** BRIEF 1 **
In the profile of Timea Gardiner, why was she born in England? Answer in one to three sentences.
** BRIEF 2 **
From the profile of Timea Gardiner, pull out the part between "No. 30 – UCLA" and "in (1.91 m)", inclusive.
** BRIEF 3 **
Extend the profile of Timea Gardiner, picking up from its last sentence.

** PASSAGE TO READ **
No. 30 – UCLA Bruins
- Position: Forward
- League: Big Ten Conference

Personal information
- Born: October 22, 2003 (age 22) Brighton, England
- Nationality: British / American
- Listed height: 6 ft 3 in (1.91 m)

Career information
- High school: Fremont (Plain City, Utah, U.S.)
- College: Oregon State (2022–2024); UCLA (2024–present);

Career highlights
- NCAA champion (2026); All-Pac-12 – Coaches (2024); Pac-12 Sixth Player of the Year (2024); McDonald's All-American (2022);

= Timea Gardiner =

British-American basketball player

Timea Gardiner (born October 22, 2003) is a British-American college basketball player for the UCLA Bruins of the Big Ten Conference. She previously played for the Oregon State Beavers.

==Early life and high school career==
Gardiner was born in England, where her father was playing professional basketball. She played basketball for Fremont High School in Plain City, Utah. As a senior, Gardiner was selected to play in the McDonald's All-American Game. Rated a five-star recruit and the number 6 player in the 2022 class by ESPN, she committed to play college basketball for Oregon State over offers from Stanford and UCLA. She became the highest-ranked recruit to ever sign with the program.

** RECORDED DATA **
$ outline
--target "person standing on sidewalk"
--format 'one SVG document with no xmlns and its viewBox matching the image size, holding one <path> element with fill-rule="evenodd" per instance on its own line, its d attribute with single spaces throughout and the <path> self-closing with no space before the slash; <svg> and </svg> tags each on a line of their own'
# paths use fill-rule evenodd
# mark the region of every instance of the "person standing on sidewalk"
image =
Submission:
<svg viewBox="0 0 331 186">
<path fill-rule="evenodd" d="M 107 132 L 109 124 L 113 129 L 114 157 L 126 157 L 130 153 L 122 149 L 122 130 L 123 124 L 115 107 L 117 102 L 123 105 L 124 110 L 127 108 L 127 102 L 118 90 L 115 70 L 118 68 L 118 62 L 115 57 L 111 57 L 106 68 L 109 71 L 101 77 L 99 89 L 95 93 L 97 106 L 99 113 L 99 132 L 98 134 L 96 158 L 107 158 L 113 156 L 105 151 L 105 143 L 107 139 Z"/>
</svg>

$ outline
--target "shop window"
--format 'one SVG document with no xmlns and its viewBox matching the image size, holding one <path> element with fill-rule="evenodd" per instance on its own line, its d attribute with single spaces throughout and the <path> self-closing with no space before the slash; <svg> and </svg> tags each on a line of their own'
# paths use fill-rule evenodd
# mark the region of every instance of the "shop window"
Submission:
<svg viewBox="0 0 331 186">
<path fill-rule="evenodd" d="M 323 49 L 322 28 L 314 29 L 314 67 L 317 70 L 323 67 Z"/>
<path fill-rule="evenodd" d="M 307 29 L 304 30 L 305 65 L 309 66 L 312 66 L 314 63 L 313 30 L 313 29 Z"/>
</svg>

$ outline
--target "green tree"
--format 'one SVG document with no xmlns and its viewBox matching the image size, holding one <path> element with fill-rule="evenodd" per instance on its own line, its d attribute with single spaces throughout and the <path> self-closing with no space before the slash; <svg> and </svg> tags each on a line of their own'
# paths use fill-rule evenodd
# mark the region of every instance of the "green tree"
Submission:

** TASK RESPONSE 1 **
Timea Gardiner was born in England because her father was playing professional basketball there.

** TASK RESPONSE 2 **
No. 30 – UCLA Bruins
- Position: Forward
- League: Big Ten Conference

Personal information
- Born: October 22, 2003 (age 22) Brighton, England
- Nationality: British / American
- Listed height: 6 ft 3 in (1.91 m)

** TASK RESPONSE 3 **
==College career==
Before her freshman season at Oregon State, Gardiner crashed her scooter while riding around campus, leading to a minor injury and a CT scan that revealed blood clots in her lungs. After being sidelined for the first half of the season, she averaged 8.7 points and 3.5 rebounds per game, earning Pac-12 All-Freshman honorable mention. As a sophomore, Gardiner averaged 11.6 points and 7 rebounds per game, helping her team reach the Elite Eight of the 2024 NCAA tournament. She was named Pac-12 Sixth Player of the Year and was selected to the coaches' all-conference team. For her junior season, Gardiner transferred to UCLA.

In the 2024–25 season, Gardiner largely came off the bench but was a key perimeter shooter for the Bruins as they went on to win the Big Ten Tournament. She scored 15 points in the Elite Eight against LSU and helped lead UCLA to their first-ever Final Four. In the Final Four, they would go on to lose to the eventual national champion UConn Huskies 85–51.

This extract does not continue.